[start of Records shown]

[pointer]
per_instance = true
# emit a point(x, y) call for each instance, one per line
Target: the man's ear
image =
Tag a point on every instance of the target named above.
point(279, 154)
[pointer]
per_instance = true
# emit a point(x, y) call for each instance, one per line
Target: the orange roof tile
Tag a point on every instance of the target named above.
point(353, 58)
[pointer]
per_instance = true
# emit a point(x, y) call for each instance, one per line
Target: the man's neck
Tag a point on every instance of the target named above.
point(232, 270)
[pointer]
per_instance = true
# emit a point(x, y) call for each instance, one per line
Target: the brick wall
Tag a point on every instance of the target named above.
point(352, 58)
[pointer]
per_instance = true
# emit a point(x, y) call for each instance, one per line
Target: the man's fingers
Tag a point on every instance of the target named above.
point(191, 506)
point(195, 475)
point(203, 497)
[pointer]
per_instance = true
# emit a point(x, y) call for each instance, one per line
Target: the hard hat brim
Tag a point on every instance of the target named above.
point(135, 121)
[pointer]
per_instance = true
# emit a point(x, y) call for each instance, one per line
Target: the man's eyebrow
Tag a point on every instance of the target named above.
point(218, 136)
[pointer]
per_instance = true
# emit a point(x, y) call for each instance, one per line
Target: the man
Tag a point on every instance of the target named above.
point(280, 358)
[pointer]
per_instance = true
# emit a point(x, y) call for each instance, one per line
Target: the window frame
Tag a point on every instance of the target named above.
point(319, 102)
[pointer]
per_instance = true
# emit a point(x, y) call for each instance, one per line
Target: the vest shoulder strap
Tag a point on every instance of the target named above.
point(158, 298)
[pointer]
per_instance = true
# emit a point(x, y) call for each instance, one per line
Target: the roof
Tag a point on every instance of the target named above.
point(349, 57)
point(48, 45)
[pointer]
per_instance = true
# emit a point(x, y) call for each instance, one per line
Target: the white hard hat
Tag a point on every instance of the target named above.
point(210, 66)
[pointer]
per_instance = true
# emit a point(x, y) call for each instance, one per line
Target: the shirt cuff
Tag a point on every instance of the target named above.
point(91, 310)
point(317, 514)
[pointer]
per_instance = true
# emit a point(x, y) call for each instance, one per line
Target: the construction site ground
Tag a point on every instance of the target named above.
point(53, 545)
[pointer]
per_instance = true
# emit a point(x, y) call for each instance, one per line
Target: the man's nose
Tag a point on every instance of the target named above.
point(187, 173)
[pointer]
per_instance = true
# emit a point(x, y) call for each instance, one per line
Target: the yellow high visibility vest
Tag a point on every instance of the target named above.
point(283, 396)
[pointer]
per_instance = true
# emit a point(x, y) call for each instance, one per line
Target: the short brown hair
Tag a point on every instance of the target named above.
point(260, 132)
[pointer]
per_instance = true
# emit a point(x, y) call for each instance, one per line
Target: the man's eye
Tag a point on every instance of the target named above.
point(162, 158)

[end of Records shown]

_Directions for this task_
Output all of the data again, exactly.

_Written answer_
[pointer]
per_instance = true
# emit a point(x, y) call for each instance, one per line
Target: the man's ear
image =
Tag a point on every instance of the target named above.
point(279, 154)
[pointer]
per_instance = true
# emit a point(x, y) call for each instance, one per line
Target: the orange roof tile
Tag a point on every instance of the target named above.
point(353, 58)
[pointer]
per_instance = true
# emit a point(x, y) call for each instance, one per line
Target: the man's neck
Tag a point on every instance of the target named above.
point(232, 270)
[pointer]
per_instance = true
# emit a point(x, y) call for each instance, one per line
Target: the brick wall
Tag a point on every instance of the target named above.
point(352, 58)
[pointer]
per_instance = true
# emit a point(x, y) call for each instance, one per line
Target: the man's fingers
Tag a point on every instance of the target named above.
point(191, 506)
point(195, 475)
point(203, 497)
[pointer]
per_instance = true
# emit a point(x, y) call for each instance, one per line
Target: the hard hat brim
Tag a point on every instance of the target named above.
point(135, 121)
[pointer]
per_instance = true
# emit a point(x, y) call for each instance, one per line
Target: the man's eyebrow
Tag a point on every instance of the target named above.
point(218, 136)
[pointer]
per_instance = true
# emit a point(x, y) call for each instance, one per line
Target: the man
Tag a point on every instance of the target named above.
point(280, 358)
[pointer]
per_instance = true
# emit a point(x, y) call for each instance, one per line
Target: the window frame
Tag a point on every instance of the target named above.
point(319, 102)
[pointer]
per_instance = true
# emit a point(x, y) call for each instance, one per line
Target: the vest shoulder strap
Tag a point on every instance of the target named above.
point(158, 298)
[pointer]
per_instance = true
# emit a point(x, y) call for each instance, one per line
Target: the roof
Tag a point on every instance of the target named above.
point(349, 57)
point(48, 45)
[pointer]
per_instance = true
# emit a point(x, y) call for each instance, one per line
Target: the white hard hat
Tag a point on every instance of the target named above.
point(210, 66)
[pointer]
per_instance = true
# emit a point(x, y) call for each instance, one per line
Target: the shirt cuff
Tag a point on every instance of the target named above.
point(91, 310)
point(317, 514)
[pointer]
per_instance = true
# emit a point(x, y) call for each instance, one per line
Target: the construction site ground
Tag a point on every instance of the target named above.
point(53, 545)
[pointer]
per_instance = true
# emit a point(x, y) call for each instance, one per line
Target: the man's nose
Tag a point on every instance of the target named above.
point(187, 173)
[pointer]
per_instance = true
# emit a point(x, y) call for each instance, one per line
Target: the yellow high visibility vest
Tag a point on every instance of the target named above.
point(283, 396)
[pointer]
per_instance = true
# emit a point(x, y) call for each instance, one per line
Target: the short brown hair
Tag a point on every instance of the target named above.
point(260, 132)
[pointer]
per_instance = true
# emit a point(x, y) call for each instance, one per line
Target: the man's eye
Tag a point on every instance of the target named above.
point(162, 158)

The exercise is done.